Exercise input below:

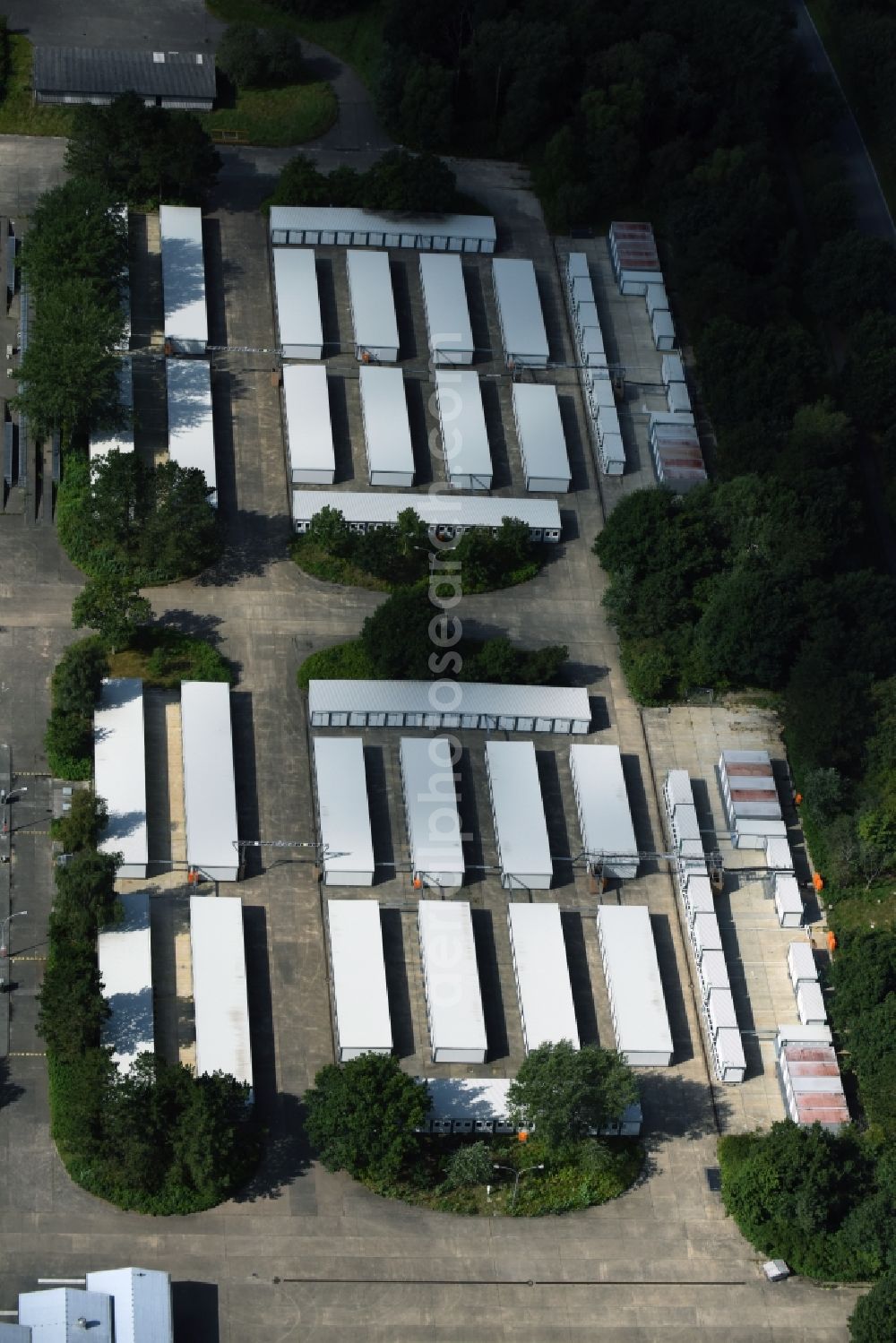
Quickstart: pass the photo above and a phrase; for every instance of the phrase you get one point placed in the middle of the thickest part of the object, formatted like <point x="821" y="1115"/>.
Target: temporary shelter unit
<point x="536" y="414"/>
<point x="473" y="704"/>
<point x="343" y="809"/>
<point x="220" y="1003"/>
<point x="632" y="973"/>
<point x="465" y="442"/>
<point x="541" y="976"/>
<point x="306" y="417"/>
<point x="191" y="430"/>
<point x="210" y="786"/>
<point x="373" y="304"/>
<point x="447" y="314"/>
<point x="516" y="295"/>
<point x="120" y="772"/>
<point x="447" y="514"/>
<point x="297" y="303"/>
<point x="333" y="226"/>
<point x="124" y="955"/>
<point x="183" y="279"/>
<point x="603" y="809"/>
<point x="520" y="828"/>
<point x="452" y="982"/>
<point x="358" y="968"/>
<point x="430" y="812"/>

End of Exercise input.
Exercise input below:

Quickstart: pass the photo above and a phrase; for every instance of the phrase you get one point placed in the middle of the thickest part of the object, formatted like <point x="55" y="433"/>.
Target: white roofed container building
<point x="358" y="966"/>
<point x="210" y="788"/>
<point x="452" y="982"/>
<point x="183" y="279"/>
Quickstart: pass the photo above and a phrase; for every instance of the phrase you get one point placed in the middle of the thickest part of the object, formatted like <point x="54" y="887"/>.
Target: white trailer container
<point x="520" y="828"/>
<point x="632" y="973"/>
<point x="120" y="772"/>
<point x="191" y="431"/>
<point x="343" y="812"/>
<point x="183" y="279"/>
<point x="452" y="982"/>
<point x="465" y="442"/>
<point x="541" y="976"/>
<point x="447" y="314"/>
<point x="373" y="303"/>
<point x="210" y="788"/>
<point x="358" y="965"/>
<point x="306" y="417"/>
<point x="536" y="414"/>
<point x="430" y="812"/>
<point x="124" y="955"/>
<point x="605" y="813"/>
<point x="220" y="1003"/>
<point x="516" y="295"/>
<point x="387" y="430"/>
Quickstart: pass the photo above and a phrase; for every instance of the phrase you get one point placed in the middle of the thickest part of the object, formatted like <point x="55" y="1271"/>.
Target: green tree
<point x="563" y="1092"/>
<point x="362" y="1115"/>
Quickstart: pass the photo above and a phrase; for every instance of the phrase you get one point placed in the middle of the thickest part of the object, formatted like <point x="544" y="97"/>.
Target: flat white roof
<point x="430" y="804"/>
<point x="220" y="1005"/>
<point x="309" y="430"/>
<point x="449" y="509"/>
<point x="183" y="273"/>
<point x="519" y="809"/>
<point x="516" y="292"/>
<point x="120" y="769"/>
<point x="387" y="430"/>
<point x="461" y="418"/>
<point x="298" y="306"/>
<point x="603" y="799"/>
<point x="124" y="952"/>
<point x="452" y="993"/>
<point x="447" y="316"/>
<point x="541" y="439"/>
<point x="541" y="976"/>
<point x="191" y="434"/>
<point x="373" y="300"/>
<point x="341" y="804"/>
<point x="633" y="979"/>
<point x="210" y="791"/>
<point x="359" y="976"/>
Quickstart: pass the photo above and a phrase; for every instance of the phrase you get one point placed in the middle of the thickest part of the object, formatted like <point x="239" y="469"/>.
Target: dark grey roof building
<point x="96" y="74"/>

End of Exercise input.

Among the lines of the listing above, which ones contain the word "thickest"? Show them.

### Answer section
Quickstart: pass the photo above and a phrase; for every instance of the phrase you get one point placed in the middle of the thickest part of the object, formatted like <point x="821" y="1115"/>.
Quickstart: pass the photo above and a phrase; for every instance of the phrase you get one point placed in the middle of the thickest part of the object, formatted like <point x="55" y="433"/>.
Quickstart: pass the photo above and a phrase; for every instance of the phrase you get one point placed in the middle of the thickest part of the object, formatted like <point x="54" y="887"/>.
Quickstart: pass the photo above and a phrase; for every instance of the phrase you get one point placed in the middle of the thickest part of the object, formatted like <point x="55" y="1271"/>.
Quickstart: pass the photo above and a phrase; for every instance of the phrase you get one point placed in the middle of the thickest part of the object, formatted like <point x="544" y="97"/>.
Quickstart: pass the photo above and a phrase; for every instance of the phrase you get one point placed in the middle of the thickest part of the object, formatted like <point x="239" y="469"/>.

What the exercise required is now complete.